Listing -
— BEGIN —
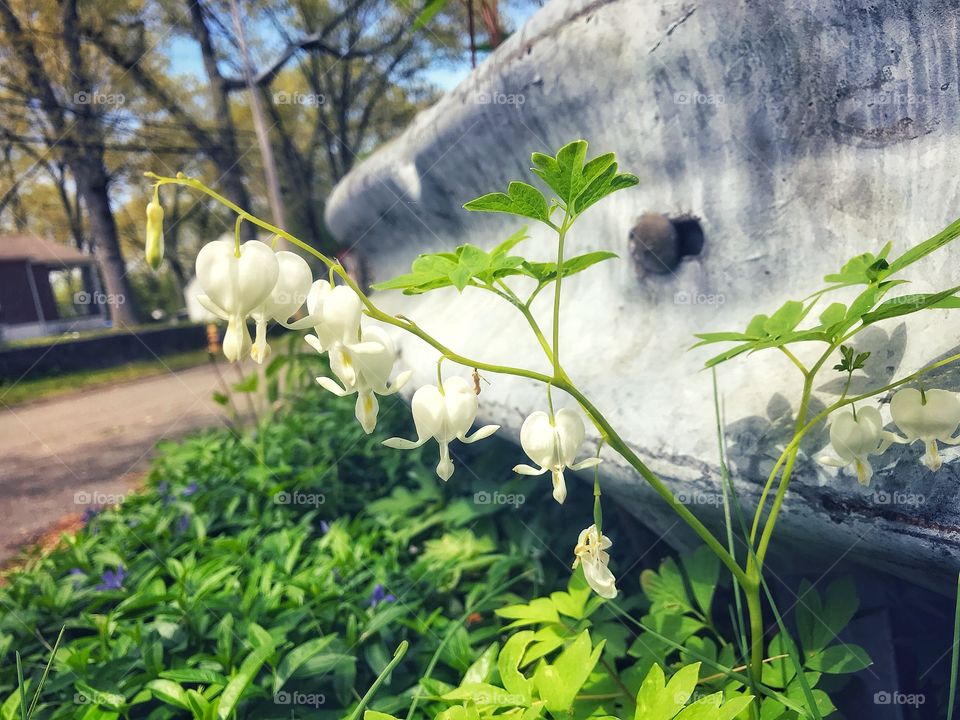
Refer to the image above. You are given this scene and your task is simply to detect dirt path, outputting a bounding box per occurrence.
[0,365,231,562]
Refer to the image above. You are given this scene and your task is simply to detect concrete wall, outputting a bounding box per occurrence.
[327,0,960,592]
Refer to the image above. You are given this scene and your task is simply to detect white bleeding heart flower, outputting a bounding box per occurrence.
[890,388,960,470]
[383,377,500,480]
[573,525,617,600]
[817,407,896,486]
[197,240,280,362]
[513,408,600,505]
[144,197,163,270]
[307,326,411,434]
[250,250,313,363]
[284,280,363,353]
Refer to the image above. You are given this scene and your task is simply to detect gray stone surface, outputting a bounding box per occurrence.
[327,0,960,592]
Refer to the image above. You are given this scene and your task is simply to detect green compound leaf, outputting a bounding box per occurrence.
[530,140,587,205]
[463,181,550,223]
[860,286,960,325]
[805,645,873,675]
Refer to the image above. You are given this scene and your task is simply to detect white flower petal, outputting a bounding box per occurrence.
[567,457,603,470]
[513,465,547,475]
[552,470,567,505]
[197,295,230,320]
[457,425,500,443]
[437,442,453,482]
[356,391,380,435]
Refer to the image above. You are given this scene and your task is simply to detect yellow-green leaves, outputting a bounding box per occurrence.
[146,192,163,270]
[373,232,527,295]
[634,663,753,720]
[533,630,603,715]
[633,663,700,720]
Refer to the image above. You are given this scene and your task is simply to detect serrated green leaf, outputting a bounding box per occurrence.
[887,215,960,275]
[531,140,587,205]
[763,300,804,337]
[820,303,847,327]
[146,680,190,710]
[860,286,960,325]
[497,630,533,705]
[463,642,500,684]
[681,545,720,618]
[273,635,336,693]
[533,630,603,715]
[463,181,550,222]
[217,643,274,720]
[703,341,757,368]
[160,668,228,685]
[804,644,873,675]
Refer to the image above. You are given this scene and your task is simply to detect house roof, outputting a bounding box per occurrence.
[0,235,95,267]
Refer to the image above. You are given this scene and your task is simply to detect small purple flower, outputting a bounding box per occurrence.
[370,583,397,608]
[81,505,103,525]
[94,565,127,592]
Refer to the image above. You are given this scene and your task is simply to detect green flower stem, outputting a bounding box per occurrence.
[349,640,410,720]
[553,378,749,588]
[491,280,554,364]
[553,210,573,375]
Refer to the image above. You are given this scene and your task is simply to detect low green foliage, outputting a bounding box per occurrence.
[0,395,568,720]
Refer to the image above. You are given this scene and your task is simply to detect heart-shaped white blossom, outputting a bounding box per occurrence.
[890,388,960,470]
[286,280,363,353]
[513,408,600,505]
[573,525,617,600]
[250,250,313,363]
[307,326,411,434]
[383,376,500,480]
[197,240,280,361]
[817,407,896,486]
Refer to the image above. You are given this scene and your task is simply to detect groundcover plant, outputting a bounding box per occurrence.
[11,141,960,720]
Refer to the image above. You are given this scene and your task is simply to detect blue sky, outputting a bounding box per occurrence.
[164,3,539,91]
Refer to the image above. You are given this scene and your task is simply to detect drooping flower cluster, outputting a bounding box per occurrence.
[197,240,280,362]
[191,240,410,433]
[573,525,617,600]
[383,377,500,480]
[817,407,895,485]
[513,408,600,505]
[817,388,960,485]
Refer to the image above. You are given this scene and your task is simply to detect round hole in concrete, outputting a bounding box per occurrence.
[629,213,704,275]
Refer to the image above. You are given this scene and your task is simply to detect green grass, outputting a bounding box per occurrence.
[0,350,208,407]
[0,392,568,720]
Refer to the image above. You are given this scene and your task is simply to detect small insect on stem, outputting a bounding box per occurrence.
[471,368,490,395]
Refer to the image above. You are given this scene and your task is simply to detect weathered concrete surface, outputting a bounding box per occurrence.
[327,0,960,592]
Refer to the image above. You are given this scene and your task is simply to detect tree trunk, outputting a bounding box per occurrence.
[73,163,137,328]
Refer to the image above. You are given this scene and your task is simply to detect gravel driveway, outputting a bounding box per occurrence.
[0,365,232,562]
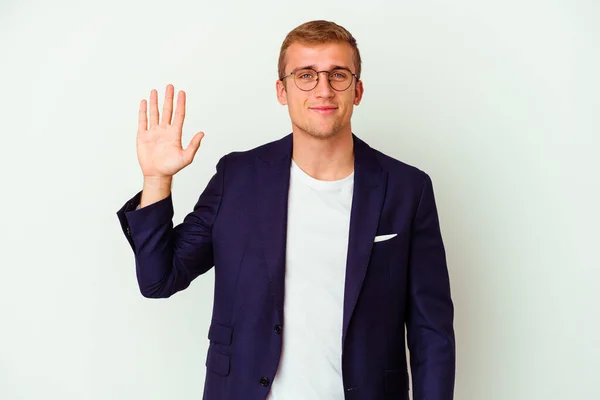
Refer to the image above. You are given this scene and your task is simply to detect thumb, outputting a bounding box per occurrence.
[184,132,204,163]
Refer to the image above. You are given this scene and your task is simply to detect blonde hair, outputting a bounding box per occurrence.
[278,20,362,79]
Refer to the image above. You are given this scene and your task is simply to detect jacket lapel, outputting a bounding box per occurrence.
[342,136,386,346]
[256,134,292,321]
[256,134,386,344]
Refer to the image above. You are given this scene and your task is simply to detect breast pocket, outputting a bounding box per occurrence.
[205,321,233,376]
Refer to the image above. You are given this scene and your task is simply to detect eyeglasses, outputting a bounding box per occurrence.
[279,68,358,92]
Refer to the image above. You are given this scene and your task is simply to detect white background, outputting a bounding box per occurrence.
[0,0,600,400]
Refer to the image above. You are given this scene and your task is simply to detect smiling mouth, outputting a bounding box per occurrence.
[309,107,337,114]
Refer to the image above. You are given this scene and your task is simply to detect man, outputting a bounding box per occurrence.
[118,21,455,400]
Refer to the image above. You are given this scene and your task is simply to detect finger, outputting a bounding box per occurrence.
[173,90,185,132]
[138,99,148,132]
[185,132,204,163]
[150,89,158,129]
[161,84,175,126]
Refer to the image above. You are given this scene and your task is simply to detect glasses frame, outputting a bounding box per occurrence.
[279,68,358,92]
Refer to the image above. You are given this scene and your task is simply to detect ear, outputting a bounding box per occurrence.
[354,81,365,106]
[275,79,287,106]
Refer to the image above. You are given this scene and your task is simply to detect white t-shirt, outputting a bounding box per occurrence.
[267,161,354,400]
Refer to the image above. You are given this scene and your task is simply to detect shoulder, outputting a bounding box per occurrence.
[357,138,431,189]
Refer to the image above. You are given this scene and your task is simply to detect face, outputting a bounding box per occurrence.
[276,43,364,139]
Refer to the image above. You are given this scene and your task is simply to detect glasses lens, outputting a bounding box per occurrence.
[329,69,352,90]
[294,69,317,90]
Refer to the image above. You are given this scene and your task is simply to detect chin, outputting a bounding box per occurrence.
[298,125,342,139]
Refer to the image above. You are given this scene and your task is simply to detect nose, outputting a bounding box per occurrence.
[315,71,334,98]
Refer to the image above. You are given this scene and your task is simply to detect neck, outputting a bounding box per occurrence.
[292,130,354,181]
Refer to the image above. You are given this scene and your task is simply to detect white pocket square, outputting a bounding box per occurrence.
[374,233,398,243]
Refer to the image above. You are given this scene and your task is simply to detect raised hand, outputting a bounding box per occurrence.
[137,84,204,180]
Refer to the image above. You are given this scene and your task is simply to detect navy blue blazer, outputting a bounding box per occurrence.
[117,134,455,400]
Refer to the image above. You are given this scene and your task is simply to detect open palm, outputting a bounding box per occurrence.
[137,85,204,178]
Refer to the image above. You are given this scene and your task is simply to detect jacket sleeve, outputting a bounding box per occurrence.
[117,157,225,298]
[406,175,456,400]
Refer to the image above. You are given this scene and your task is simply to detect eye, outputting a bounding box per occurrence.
[330,69,349,81]
[296,69,316,81]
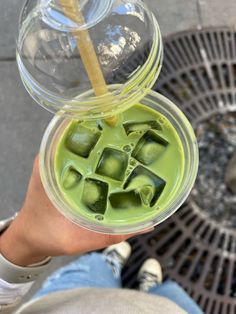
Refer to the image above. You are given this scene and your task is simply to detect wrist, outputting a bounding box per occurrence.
[0,219,46,267]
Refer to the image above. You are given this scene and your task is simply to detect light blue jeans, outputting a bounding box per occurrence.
[34,253,203,314]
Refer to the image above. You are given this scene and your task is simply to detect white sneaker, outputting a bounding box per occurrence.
[103,241,131,278]
[138,258,163,292]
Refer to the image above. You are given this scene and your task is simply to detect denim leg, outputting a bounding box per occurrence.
[148,280,203,314]
[34,253,121,298]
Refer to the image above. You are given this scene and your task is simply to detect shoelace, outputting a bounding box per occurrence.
[139,272,158,292]
[104,250,124,278]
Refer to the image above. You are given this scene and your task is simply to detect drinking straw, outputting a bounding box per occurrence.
[60,0,118,126]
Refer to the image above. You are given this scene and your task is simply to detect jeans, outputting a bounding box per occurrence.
[34,253,203,314]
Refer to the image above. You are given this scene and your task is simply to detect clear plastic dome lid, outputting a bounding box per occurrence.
[17,0,163,120]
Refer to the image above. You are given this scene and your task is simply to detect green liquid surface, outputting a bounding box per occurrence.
[54,105,184,226]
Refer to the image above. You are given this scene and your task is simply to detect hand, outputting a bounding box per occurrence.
[0,158,148,266]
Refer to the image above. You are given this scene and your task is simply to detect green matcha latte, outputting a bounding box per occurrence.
[54,105,185,226]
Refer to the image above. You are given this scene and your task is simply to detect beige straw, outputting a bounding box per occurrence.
[60,0,117,126]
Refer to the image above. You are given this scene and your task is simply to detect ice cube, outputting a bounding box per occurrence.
[132,131,168,165]
[82,179,108,214]
[66,123,101,158]
[96,148,129,181]
[109,191,142,209]
[124,166,166,207]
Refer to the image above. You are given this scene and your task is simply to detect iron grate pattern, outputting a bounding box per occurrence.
[123,27,236,314]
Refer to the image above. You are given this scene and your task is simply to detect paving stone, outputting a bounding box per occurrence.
[145,0,199,36]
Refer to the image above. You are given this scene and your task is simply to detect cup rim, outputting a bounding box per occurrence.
[16,5,163,120]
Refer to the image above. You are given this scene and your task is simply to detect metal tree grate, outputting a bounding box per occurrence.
[123,27,236,314]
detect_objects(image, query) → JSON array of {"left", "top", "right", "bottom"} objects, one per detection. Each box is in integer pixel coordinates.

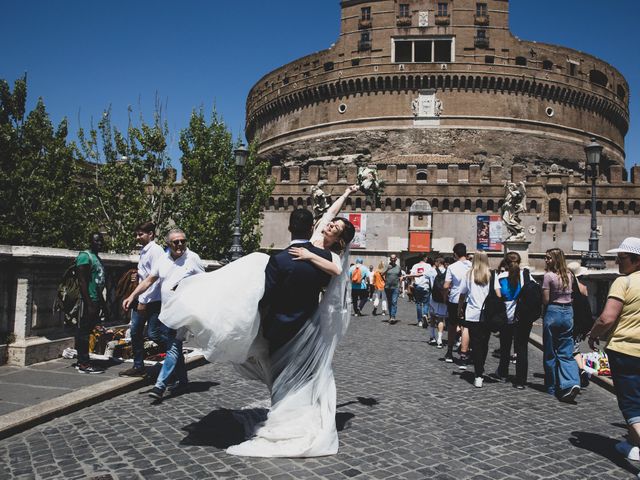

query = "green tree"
— END —
Work to complete -
Starting at the line that contains "pattern, outputting a bounding box per occurrence.", retype each line through the final one in the listing, with both ends kept and the pictures omitted.

Problem solution -
Refer to the image above. You are given this scene and your task is simply to detect iron grate pattern, outputting a bounding box per occurrence.
[123,27,236,314]
Refer to the image above. You are given this scene and your task is simply to detect paving stone, outputting a bounding box per occurrence.
[145,0,199,36]
Refer to the image above. You are given this scene and your task is simply to detect cup rim, outputting a bounding box per occurrence.
[16,5,163,120]
Refer to the image above. You are given this scene and your task is simply to detect metal tree grate, outputting a bounding box per occurrence.
[123,27,236,314]
detect_objects(image, query) → JSON array of {"left", "top", "right", "bottom"} objects, one per detection. Each box is in integer pixel coordinates.


query = "green tree"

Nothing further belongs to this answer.